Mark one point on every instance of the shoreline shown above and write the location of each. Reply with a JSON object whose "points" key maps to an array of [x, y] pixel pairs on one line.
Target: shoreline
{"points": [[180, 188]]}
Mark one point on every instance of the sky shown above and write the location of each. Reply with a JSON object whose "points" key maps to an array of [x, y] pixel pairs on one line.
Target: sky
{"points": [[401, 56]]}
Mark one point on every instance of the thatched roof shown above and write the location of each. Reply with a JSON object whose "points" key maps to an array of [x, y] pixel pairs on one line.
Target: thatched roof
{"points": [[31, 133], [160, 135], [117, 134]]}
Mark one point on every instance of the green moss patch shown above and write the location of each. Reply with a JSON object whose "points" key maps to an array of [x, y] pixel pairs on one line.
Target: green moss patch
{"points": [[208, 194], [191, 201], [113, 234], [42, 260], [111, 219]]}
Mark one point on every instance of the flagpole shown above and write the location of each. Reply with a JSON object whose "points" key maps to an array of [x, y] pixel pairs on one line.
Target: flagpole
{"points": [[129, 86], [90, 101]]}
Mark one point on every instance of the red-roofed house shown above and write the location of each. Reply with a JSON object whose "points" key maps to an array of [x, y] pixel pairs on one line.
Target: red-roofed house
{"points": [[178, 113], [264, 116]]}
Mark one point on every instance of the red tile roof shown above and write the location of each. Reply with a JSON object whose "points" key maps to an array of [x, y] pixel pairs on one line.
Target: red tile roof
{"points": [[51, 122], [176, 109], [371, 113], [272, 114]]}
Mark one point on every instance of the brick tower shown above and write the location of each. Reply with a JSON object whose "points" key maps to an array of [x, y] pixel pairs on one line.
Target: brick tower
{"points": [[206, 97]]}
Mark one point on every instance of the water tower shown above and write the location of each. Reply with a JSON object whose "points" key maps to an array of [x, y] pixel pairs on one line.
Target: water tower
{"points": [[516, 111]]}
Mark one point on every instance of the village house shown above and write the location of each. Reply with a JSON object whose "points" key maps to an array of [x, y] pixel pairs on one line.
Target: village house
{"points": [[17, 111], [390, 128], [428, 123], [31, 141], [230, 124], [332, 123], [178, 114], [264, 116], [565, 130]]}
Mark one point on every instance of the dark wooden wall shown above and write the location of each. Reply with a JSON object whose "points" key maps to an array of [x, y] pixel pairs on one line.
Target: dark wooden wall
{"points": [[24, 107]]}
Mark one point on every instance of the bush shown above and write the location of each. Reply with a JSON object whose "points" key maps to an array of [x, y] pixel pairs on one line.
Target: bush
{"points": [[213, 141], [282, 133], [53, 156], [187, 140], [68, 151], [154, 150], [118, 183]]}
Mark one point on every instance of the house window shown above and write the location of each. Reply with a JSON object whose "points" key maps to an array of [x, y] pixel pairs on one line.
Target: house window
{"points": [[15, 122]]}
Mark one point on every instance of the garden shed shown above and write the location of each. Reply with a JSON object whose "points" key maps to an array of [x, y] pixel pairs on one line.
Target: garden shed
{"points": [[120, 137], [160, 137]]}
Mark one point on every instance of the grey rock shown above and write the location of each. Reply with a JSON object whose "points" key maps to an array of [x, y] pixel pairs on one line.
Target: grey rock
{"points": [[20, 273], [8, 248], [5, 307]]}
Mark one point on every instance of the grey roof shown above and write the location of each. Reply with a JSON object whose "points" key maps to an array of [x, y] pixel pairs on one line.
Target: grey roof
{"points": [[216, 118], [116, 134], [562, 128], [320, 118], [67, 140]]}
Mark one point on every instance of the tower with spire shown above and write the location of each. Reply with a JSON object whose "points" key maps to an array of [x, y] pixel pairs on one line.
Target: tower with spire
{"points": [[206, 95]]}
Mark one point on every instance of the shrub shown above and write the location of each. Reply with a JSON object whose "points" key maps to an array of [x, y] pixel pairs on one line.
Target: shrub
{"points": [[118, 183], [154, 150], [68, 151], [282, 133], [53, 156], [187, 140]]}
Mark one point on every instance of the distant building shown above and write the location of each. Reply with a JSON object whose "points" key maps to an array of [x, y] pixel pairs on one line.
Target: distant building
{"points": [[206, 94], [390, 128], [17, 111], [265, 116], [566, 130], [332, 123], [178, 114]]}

▬▬▬▬▬▬▬▬▬▬

PROBLEM:
Can you copy every one of the lines above word for word, changing nothing?

WRITTEN SOLUTION:
Mark one point on every instance of the shoreline shown above and write the location of each. Reply with a JSON object whose "points" key maps to an array of [x, y] pixel pairs on one line.
Target: shoreline
{"points": [[180, 188]]}
Mark one point on every instance of the sky shown above and write the location of each. Reply with a JSON object whose "points" key maps to an array of [x, y] pixel pairs on one line.
Target: sky
{"points": [[401, 56]]}
Mark one point on every instance of the thatched roof shown above and write the location of each. Reply with a JSON object whose "points" key maps to an array of [x, y] pixel pairs on one line.
Target: thatched roof
{"points": [[31, 133], [160, 135], [117, 134]]}
Mark one point on every instance of the green moss patch shown above and write the location of each. Reply with a JSON object whose "points" key maps to an array of [x, y] pixel pairs on one line.
Target: green moss patch
{"points": [[208, 194], [191, 201], [113, 234], [42, 260], [111, 219]]}
Mark one point on every instance of the flagpole shown above and write the location of each. Reply with a JSON object whose "points" key maps to an array of [x, y] pixel pairs on one line.
Target: flagpole
{"points": [[129, 86], [90, 101]]}
Mark one point on every instance of the red-roofed house shown above and write the location of each. Reply with a JSON object whose "points" key maps to an array of [x, y] pixel pairs on one line.
Target: red-roofed house
{"points": [[178, 113], [264, 116]]}
Mark one point on every instance of the red tile roof shown above and write the location of each. Reply with a JSON object whose "points" key maps to an array of [x, y] pixel pairs on one line.
Target: red tile roof
{"points": [[51, 122], [176, 109], [371, 113], [272, 114]]}
Mark one point on every instance of the brick tower shown above and write the location of each. Reply with a JSON object whose "points" key maps to an array of [x, y] pixel pairs on one line.
Target: brick tower
{"points": [[206, 97]]}
Mark one point on every instance of the water tower shown above and write the location of each. Reply with a JSON object whose "points" key maps to an array of [x, y] pixel pairs on one line.
Target: water tower
{"points": [[516, 111]]}
Mark one point on every instance of the village house shown above and write the location of each. Reply with a JSON object whose "points" key maps to an array of [x, y] pixel pairs on one line.
Target: village house
{"points": [[17, 111], [390, 128], [428, 123], [31, 141], [230, 124], [332, 123], [178, 114], [264, 116], [565, 130]]}
Mark one point on every instance of the dark wooden wall shown above and write the location of each. Reply with a JSON object whose "points" key maps to an array of [x, y] pixel pairs on one line.
Target: dark wooden wall
{"points": [[24, 107]]}
Mark one point on every instance of the bush shown above and write the location of each. Reply with a JSON object whose "points" key maps to an array of [x, y] pixel pairs on one line.
Target: bush
{"points": [[213, 141], [282, 133], [53, 156], [187, 140], [68, 151], [154, 150], [118, 183]]}
Mark one point on every instance of the house window shown above and write the location of each. Reply with a JSON object whose "points" key maps to an array of [x, y] pixel pairs on one line.
Target: house window
{"points": [[15, 122]]}
Mark one point on every instance of the garden shed shown above and write the location of each. Reply with a JSON object whose "points" key maps to an array of [x, y] pixel pairs on one line.
Target: garden shed
{"points": [[120, 137], [160, 137]]}
Mark one point on every instance of the grey rock shown above and write the location of each. Reply with a JSON object whose "points" key maps to an array of [x, y] pixel pairs on one line.
Target: grey rock
{"points": [[20, 273], [8, 248], [5, 307]]}
Mark one point on every instance of the grey roof shown above and write the location of each. Reply with a JSON object whose "points" key maps to an array of [x, y] pixel pairs on one line.
Target: grey roof
{"points": [[216, 118], [116, 134], [562, 128], [320, 118], [67, 140]]}
Mark one point on every instance of the tower with spire shown above and write the location of each. Reply with a JSON object whose "points" key maps to an array of [x, y] pixel pairs on one line.
Target: tower with spire
{"points": [[206, 95]]}
Mark one point on every instance of the shrub shown above and write the location of each. Reply with a JSON object whose "points" key maps to an array of [x, y] pixel pairs on one line.
Target: shrub
{"points": [[118, 183], [154, 150], [68, 151], [282, 133], [53, 156], [187, 140]]}
Mark one point on every instance of the distant building shown above and write the location of each. Reply with a JSON object whose "points" key maps to an array of [x, y] pixel pairs on one line.
Target: distant building
{"points": [[206, 94], [390, 128], [17, 111], [265, 116], [566, 130], [332, 123], [178, 114]]}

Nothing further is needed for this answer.